- EXERCISE BRIEF:
Reproduce the listing below line for line, keeping every character unchanged.

- EXERCISE MATERIALS:
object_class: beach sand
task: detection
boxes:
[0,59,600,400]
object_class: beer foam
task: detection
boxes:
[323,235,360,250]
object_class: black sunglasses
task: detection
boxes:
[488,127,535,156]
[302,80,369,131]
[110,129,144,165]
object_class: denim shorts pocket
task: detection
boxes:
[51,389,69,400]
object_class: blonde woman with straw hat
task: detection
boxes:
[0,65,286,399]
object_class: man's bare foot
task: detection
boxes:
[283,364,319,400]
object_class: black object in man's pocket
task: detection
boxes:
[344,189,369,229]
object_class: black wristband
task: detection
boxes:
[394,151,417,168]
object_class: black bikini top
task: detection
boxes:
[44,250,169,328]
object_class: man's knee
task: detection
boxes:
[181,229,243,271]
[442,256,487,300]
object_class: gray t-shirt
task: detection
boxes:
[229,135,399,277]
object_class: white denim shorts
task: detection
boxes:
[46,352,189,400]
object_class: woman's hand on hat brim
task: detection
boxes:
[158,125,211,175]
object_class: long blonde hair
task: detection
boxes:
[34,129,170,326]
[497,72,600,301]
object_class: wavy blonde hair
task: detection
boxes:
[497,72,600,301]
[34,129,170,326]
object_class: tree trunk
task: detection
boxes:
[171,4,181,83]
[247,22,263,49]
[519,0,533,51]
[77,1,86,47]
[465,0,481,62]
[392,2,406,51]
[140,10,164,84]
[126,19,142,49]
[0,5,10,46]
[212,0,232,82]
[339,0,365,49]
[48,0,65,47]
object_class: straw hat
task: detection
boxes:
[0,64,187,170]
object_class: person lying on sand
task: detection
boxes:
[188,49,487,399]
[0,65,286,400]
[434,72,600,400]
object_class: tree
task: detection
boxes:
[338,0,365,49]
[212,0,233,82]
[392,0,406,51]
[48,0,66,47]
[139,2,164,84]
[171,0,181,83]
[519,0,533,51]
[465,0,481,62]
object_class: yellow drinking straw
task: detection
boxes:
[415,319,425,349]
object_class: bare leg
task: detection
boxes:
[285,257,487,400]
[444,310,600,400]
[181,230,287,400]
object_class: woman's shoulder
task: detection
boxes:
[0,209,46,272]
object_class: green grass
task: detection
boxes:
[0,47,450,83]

- FULL SOLUTION:
object_class: beach sand
task: detection
boxes:
[0,59,600,400]
object_class: beer foam
task: detection
boxes:
[323,235,360,250]
object_class: black sunglasses
task: detection
boxes:
[488,127,535,156]
[302,80,369,131]
[110,129,144,165]
object_class: denim shorts pocket
task: detection
boxes:
[51,389,69,400]
object_class: blonde woman with straw hat
task: detection
boxes:
[0,65,286,399]
object_class: man's bare foot
task: detection
boxes:
[283,364,319,400]
object_class: black object in man's pocket
task: detection
boxes:
[344,189,369,229]
object_class: black wristband
task: detection
boxes:
[394,151,417,168]
object_class: black bikini top
task: detection
boxes:
[44,250,169,328]
object_class: man's knee
task: detection
boxes:
[181,229,243,271]
[442,256,487,300]
object_class: gray t-shirt
task: detection
boxes:
[229,135,399,277]
object_class: white denim shorts
task: detection
boxes:
[46,352,189,400]
object_class: woman's hand on hat brim
task: detection
boxes:
[158,125,211,175]
object_class: long blonde hair
task: detection
boxes:
[34,129,170,326]
[497,72,600,301]
object_class: wavy blonde hair
task: detection
boxes:
[497,72,600,301]
[34,129,170,326]
object_class: tree trunk
task: detection
boxes:
[171,4,181,83]
[247,22,263,49]
[519,0,533,51]
[77,1,86,47]
[465,0,481,62]
[392,2,406,51]
[140,10,164,84]
[126,19,142,49]
[0,5,10,46]
[212,0,232,82]
[339,0,365,49]
[48,0,65,47]
object_class: straw hat
task: detection
boxes:
[0,64,187,170]
object_class: person lying on sand
task: detection
boxes:
[188,49,487,399]
[0,65,286,400]
[434,72,600,400]
object_class: tree
task: detection
boxes:
[338,0,365,49]
[212,0,233,82]
[392,0,406,51]
[48,0,66,47]
[139,2,164,84]
[171,0,181,83]
[519,0,533,51]
[465,0,481,62]
object_class: yellow drinking straw
task: detection
boxes:
[415,319,425,349]
object_class: bare leg
task: detection
boxes:
[285,257,487,400]
[444,310,600,400]
[181,230,287,400]
object_class: woman's shoulder
task: detection
boxes:
[0,209,46,272]
object_class: green grass
task: detection
boxes:
[0,47,450,83]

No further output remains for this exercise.